* Start Dataset entries *

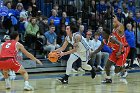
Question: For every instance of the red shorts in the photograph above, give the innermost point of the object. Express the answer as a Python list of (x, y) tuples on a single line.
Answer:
[(121, 60), (10, 64)]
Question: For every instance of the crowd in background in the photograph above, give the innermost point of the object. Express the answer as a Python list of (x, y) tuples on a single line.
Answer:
[(89, 17)]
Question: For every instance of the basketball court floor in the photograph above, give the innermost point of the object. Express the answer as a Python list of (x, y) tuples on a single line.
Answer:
[(78, 83)]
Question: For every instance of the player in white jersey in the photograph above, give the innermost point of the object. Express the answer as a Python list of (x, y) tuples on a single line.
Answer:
[(80, 50)]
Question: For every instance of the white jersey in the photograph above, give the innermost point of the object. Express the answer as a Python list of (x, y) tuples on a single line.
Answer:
[(82, 45)]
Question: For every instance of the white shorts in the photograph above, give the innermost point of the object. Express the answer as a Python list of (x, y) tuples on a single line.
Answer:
[(83, 55)]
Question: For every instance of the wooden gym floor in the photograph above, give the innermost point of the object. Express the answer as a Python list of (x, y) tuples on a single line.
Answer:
[(78, 83)]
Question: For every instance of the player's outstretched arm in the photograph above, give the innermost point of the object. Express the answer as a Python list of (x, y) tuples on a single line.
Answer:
[(113, 39), (97, 50), (29, 55), (65, 44)]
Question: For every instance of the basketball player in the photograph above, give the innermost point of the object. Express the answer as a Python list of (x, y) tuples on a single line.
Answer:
[(120, 50), (80, 50), (8, 61)]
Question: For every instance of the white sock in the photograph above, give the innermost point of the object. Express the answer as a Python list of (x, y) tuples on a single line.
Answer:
[(108, 77), (7, 80), (26, 83)]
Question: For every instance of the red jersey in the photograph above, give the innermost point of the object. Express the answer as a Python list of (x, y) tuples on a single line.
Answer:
[(112, 45), (8, 49), (122, 39)]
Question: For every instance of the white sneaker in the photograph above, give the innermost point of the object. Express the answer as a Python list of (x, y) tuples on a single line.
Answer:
[(8, 85), (73, 70), (12, 73), (80, 69), (28, 88), (100, 68), (125, 74), (85, 66)]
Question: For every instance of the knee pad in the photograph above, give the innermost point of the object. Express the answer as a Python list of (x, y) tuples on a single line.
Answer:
[(85, 66)]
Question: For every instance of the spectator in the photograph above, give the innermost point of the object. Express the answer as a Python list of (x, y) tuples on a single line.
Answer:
[(29, 11), (64, 20), (101, 7), (131, 6), (19, 9), (130, 37), (96, 58), (51, 39), (55, 18), (81, 30), (31, 31), (10, 21), (120, 15), (129, 19), (34, 8), (22, 24), (43, 26)]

* End Dataset entries *

*Task brief:* Rewrite the lines above as a numbered list, skipping any blank lines and leaving the picture out.

*Worked answer:*
1. Question: For every instance of the red shorts in the photograph above, give the innermost point of the object. Express the answer as a Python list of (x, y) tuples on a single line.
2. Answer:
3. [(121, 60), (10, 64)]
4. Question: For every instance of the crowd in background in the photograph above, give the innermost point of the object. Express the answer as a Python list of (x, y) tuples on a single line.
5. Answer:
6. [(89, 17)]
7. Question: For every instance of the basketball court floor in the photograph above, give the innermost point of the object. Express the answer as a Python list of (x, y) tuples on a single line.
8. Answer:
9. [(78, 83)]
10. Question: For every instance of the player in white jersey in the photograph above, give the innermost point of the object. Express the answer as a Python list of (x, y) tuples on a single line.
11. Answer:
12. [(80, 50)]
13. Question: For every instance of the white jersey in the photograph above, give the innermost point of the object. Express the answer as a Python list of (x, y) tuples on a single line.
14. Answer:
15. [(82, 45)]
16. Question: For every instance of the white shorts in the photograph above, give the innermost point of the object. Express the answer as a Python list of (x, y) tuples on a single line.
17. Answer:
18. [(83, 55)]
19. Question: For every instance of the wooden gym floor in the photograph above, give the innermost point of the object. Express the answer as a Python list of (x, y) tuples on a single line.
20. Answer:
21. [(78, 83)]
22. Question: For every instance of the player's outstretched arm in the photograph above, give the innermost point of the object. Express the answer as a Python list of (x, y) tuples on a single line.
23. Answer:
24. [(113, 39), (97, 50), (29, 55), (65, 44)]
25. Question: For every instance of the basketball player in the photograph above, give the innermost point of the object. Express the answer as a Python list of (x, y) tuples on a single line.
26. Answer:
27. [(120, 50), (80, 50), (8, 61)]
28. Question: For every instance of the white sock in the photograph above, give the innermost point of the object. Express the answer as a Python list of (x, y) tuples on a single line.
29. Answer:
30. [(108, 77), (7, 80), (26, 83)]
31. Question: For every instance of the red jersey in the photograph above, give the innermost point of the object. Express the answer as a Python list of (x, y) tuples on a single line.
32. Answer:
33. [(112, 45), (8, 49), (122, 39)]
34. Question: For every instance of the white sneaker in the photograph above, give the innermost point of the object. Express the answer as a Python list of (x, y) tuples on a single line.
35. Answer:
36. [(8, 85), (73, 70), (12, 73), (80, 69), (28, 88), (100, 68), (125, 74), (85, 66)]
37. Question: For every instance of the knee pad in the photograph above, give the innermost point of the object. Express the answer as a Python list of (x, y) tuples on a single line.
38. Answer:
39. [(85, 66)]
40. Question: For every instance of the spectator in the photograph above, give the innermost point of the object. Express the answer as a Python list of (x, y) tuples on a single line.
41. Answer:
42. [(29, 11), (64, 20), (101, 7), (131, 6), (19, 9), (130, 37), (96, 58), (51, 39), (55, 18), (81, 30), (31, 31), (10, 21), (120, 15), (129, 19), (34, 8), (22, 24), (43, 26)]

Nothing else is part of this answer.